Воспроизведите без изменений часть отрывка об оружейных заводах: начните с места, где стоят слова «Разделению труда могло», и закончите после слов «обозначил Адам Смит.».

* [Отрывок]:
-- -- --

Разделению труда могло также способствовать наличие в различных цехах артелей. Вся артель отвечала за готовый продукт, а отдельный оружейник – только за определенную часть. Однако неясно, способствовало ли это нововведение достижению одной из тех главных целей разделения труда, которые обозначил Адам Смит.
Станки специального назначения также поступали из Бирмингема, но для русских оружейных заводов новинкой, конечно, не были. Советские историки описали использование специальных расточных и шлифовальных станков в XVIII веке. Станок конца XVIII века мог производить четыре ствола одновременно, тем самым устраняя наиболее трудоемкие ручные операции. Павел Захава, механик, пришедший на Тульский оружейный завод в 1810 году, изобрел станок, который мог высверливать 20 стволов в день. Эти станки по своим достоинствам далеко опередили тогдашние американские и английские станки сверления ружейных стволов. В 1812 году Захава построил специальный токарный станок для токарной обработки стволов. Бриткин завершает свое исследование похвалой в адрес отечественных машиностроителей:
Широкое использование ими отдельных деталей и узлов в качестве базовой модели для изготовления различных видов специальных станков (модификаций) является первым в мире, как и применение взаимозаменяемости и нормализации деталей. Замена Я. Батищевым ручных трудоемких операций специальными высокопроизводительными станками с механическим приводом, введение П. Захавой полуавтоматических специальных станков являются ведущим принципом машиностроения и в XX в. [Бриткин 1950: 47][158].

-- -- --

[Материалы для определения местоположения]

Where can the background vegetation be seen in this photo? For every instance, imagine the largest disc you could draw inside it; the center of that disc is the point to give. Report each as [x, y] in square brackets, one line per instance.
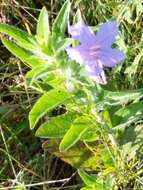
[22, 159]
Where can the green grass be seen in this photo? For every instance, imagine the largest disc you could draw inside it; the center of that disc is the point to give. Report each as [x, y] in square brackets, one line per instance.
[22, 159]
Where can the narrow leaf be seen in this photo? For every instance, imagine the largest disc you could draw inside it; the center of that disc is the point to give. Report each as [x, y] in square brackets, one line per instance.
[43, 29]
[23, 38]
[23, 54]
[75, 132]
[61, 21]
[45, 103]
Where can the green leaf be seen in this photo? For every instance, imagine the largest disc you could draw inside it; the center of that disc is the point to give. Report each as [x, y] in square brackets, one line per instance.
[77, 156]
[126, 116]
[45, 103]
[120, 98]
[61, 21]
[57, 126]
[43, 28]
[78, 128]
[23, 38]
[37, 72]
[25, 55]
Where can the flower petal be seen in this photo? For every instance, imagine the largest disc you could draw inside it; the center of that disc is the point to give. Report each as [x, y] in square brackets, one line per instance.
[94, 68]
[81, 33]
[107, 33]
[111, 57]
[78, 53]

-- -- --

* [Результат]:
Разделению труда могло также способствовать наличие в различных цехах артелей. Вся артель отвечала за готовый продукт, а отдельный оружейник – только за определенную часть. Однако неясно, способствовало ли это нововведение достижению одной из тех главных целей разделения труда, которые обозначил Адам Смит.